**Work to complete**. Return every line of the lines below that contains the word "fixture".
#### Records provided
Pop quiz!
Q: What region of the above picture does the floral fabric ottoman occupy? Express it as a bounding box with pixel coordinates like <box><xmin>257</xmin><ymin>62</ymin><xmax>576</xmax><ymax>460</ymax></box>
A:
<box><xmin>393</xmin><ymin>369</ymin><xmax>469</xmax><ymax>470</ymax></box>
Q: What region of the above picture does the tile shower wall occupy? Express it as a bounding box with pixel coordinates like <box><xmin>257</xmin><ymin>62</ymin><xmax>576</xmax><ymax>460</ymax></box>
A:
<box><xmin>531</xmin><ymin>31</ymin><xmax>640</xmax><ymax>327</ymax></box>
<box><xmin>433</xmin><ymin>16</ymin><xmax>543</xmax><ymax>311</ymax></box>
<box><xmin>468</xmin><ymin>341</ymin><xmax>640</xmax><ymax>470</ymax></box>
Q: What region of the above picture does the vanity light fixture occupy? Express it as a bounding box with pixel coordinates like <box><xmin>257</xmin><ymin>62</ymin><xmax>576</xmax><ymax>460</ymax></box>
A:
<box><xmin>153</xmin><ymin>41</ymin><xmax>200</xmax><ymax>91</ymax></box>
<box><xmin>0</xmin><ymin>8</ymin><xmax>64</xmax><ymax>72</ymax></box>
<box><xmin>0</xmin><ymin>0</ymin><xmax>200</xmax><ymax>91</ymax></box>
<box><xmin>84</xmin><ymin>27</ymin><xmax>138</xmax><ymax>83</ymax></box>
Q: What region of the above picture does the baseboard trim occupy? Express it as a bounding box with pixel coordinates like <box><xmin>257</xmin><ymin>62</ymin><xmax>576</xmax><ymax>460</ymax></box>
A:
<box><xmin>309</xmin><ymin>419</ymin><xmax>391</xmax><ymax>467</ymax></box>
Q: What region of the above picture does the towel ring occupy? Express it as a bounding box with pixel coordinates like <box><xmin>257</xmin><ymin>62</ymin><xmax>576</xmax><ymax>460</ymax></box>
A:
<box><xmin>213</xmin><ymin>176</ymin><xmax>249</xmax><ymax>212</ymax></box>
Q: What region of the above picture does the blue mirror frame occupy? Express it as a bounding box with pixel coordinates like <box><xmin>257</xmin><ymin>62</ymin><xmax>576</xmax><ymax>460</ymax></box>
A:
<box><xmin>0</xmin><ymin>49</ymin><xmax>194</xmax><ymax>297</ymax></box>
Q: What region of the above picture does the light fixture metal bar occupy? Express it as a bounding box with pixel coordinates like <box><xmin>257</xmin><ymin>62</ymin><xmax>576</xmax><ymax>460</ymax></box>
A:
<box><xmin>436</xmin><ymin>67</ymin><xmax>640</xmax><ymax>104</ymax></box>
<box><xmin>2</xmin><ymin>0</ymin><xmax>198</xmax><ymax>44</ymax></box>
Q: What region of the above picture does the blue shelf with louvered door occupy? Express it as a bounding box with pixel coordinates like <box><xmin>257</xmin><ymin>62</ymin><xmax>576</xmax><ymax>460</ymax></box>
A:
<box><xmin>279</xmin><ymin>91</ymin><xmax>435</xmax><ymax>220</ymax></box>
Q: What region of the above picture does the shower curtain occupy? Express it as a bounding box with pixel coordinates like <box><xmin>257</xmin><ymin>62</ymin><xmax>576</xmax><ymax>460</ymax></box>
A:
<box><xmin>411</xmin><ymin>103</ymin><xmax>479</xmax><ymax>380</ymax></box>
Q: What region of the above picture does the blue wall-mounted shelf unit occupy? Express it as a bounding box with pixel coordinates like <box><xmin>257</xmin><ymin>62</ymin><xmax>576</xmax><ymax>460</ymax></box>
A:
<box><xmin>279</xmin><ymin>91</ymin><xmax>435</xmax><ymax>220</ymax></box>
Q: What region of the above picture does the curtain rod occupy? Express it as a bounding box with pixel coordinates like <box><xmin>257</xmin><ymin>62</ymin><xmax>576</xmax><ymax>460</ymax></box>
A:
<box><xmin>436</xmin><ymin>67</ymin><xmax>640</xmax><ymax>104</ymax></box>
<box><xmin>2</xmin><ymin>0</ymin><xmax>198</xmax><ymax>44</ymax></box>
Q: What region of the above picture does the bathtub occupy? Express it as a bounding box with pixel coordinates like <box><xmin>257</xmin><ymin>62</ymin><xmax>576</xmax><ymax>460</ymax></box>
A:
########
**Correct response**.
Q: What region of the above picture does the vanity light fixture occupy? Express it as a bounding box with pixel coordinates like <box><xmin>257</xmin><ymin>62</ymin><xmax>576</xmax><ymax>460</ymax></box>
Q: What region of the above picture does the light fixture metal bar occupy? Express it as a bounding box with pixel coordinates like <box><xmin>257</xmin><ymin>62</ymin><xmax>576</xmax><ymax>460</ymax></box>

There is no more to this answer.